[Collection entries]
+===+

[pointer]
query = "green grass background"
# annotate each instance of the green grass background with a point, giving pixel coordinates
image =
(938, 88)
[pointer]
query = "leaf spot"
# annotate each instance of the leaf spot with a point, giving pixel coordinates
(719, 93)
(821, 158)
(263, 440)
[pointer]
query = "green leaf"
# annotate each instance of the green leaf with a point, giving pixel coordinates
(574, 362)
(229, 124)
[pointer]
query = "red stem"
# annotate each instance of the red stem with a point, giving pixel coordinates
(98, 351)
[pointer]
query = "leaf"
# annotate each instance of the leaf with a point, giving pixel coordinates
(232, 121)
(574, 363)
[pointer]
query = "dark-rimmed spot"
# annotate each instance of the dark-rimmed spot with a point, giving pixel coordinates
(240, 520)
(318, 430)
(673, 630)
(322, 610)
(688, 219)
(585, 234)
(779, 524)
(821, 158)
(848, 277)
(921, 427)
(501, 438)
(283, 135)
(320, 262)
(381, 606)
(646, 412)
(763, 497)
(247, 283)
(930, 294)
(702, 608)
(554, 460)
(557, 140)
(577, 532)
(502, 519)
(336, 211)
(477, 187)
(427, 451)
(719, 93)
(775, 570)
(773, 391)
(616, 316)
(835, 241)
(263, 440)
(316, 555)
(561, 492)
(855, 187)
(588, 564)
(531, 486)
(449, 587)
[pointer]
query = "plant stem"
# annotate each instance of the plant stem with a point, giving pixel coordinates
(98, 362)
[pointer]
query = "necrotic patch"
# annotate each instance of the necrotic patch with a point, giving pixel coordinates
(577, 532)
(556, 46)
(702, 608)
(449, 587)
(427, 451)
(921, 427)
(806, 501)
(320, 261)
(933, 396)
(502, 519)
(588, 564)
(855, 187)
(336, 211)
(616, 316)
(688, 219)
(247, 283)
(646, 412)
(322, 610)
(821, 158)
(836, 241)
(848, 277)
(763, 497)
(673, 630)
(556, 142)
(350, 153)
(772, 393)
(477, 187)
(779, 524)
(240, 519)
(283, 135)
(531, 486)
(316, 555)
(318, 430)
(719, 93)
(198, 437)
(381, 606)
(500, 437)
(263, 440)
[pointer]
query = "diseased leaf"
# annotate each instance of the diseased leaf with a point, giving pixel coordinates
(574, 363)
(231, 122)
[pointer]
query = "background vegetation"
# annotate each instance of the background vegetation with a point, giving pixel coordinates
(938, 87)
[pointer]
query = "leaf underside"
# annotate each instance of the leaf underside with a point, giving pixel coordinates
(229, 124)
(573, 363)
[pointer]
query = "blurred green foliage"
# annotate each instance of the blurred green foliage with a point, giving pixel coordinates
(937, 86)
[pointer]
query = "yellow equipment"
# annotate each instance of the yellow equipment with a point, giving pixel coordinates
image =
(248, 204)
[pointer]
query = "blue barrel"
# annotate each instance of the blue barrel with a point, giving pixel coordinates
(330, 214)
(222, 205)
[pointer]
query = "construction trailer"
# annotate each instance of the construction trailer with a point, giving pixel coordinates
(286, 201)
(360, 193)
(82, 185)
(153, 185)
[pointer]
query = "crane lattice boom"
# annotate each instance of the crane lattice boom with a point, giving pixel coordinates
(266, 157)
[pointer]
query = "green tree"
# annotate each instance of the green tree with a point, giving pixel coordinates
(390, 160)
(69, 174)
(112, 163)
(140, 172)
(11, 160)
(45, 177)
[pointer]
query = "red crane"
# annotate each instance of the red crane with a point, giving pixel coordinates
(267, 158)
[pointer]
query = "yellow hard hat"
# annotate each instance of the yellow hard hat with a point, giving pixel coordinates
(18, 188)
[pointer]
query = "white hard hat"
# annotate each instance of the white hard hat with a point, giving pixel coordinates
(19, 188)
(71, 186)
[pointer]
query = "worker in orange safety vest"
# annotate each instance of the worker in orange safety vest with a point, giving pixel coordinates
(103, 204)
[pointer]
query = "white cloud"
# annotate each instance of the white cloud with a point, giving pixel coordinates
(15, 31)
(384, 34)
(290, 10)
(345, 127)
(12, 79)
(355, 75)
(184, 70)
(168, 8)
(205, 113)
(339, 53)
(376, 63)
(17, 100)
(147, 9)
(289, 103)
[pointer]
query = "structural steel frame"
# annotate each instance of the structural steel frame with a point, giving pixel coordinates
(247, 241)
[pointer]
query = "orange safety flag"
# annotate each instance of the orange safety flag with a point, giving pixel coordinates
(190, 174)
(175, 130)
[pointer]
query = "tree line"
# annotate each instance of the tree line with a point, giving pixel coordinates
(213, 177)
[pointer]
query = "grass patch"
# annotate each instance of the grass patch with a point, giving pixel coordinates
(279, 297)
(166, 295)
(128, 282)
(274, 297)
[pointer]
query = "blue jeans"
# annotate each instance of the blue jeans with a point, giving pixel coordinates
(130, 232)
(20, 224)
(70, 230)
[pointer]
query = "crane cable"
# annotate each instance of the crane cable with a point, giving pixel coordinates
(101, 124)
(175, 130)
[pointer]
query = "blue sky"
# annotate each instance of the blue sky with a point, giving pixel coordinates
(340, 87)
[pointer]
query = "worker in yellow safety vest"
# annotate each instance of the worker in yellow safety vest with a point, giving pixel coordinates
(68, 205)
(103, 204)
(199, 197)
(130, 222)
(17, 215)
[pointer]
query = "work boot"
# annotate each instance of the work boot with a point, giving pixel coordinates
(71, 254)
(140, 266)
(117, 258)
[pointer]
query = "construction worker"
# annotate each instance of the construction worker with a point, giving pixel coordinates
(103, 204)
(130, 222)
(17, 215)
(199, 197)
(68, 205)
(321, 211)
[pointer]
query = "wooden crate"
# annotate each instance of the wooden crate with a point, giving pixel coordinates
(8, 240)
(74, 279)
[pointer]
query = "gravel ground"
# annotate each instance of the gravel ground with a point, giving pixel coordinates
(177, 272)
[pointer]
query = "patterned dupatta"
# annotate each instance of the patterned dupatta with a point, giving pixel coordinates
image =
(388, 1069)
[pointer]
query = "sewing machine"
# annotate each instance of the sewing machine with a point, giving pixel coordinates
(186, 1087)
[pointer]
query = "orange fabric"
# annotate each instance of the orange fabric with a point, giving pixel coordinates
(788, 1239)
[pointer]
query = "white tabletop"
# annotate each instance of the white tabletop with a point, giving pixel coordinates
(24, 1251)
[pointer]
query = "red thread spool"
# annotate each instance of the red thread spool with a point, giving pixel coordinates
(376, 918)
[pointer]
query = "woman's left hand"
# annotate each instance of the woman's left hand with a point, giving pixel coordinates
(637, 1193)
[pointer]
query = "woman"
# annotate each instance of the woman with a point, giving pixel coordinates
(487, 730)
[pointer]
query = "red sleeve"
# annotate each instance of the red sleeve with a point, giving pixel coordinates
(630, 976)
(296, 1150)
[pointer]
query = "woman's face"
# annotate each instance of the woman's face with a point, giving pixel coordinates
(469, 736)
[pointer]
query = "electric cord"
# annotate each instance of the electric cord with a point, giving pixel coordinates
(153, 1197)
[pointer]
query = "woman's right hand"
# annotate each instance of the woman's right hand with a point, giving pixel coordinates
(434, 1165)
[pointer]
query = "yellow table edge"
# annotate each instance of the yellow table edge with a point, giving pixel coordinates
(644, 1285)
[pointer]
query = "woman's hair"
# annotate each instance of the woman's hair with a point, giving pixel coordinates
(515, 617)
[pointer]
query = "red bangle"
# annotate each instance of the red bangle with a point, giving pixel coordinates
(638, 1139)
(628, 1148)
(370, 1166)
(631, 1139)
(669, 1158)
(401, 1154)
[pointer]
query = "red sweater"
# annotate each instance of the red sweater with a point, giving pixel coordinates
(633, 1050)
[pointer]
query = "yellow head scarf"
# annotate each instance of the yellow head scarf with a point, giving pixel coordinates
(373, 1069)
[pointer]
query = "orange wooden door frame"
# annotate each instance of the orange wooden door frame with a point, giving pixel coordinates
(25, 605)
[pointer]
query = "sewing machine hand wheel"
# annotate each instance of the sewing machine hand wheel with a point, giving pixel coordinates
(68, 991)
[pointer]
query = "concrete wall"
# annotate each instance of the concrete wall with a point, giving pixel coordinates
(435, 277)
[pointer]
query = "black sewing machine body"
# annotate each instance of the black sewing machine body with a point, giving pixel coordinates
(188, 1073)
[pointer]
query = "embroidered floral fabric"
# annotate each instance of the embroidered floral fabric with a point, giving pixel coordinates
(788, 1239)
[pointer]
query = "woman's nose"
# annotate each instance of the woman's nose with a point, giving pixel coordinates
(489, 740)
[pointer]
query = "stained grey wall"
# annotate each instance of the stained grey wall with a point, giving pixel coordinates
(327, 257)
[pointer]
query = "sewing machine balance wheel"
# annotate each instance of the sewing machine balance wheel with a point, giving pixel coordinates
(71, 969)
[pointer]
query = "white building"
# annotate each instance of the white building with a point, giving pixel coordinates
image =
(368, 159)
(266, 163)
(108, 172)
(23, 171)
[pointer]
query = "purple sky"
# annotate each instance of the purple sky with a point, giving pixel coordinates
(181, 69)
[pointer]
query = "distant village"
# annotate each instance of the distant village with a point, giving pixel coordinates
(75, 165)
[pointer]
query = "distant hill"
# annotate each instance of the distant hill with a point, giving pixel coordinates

+===+

WHAT IS EXPECTED:
Which lines in the rows above contain the word "blurred"? Copy each of them.

TASK OUTPUT:
query = "blurred green foliage"
# annotate each instance of the blurred green foliage with a point, giving pixel coordinates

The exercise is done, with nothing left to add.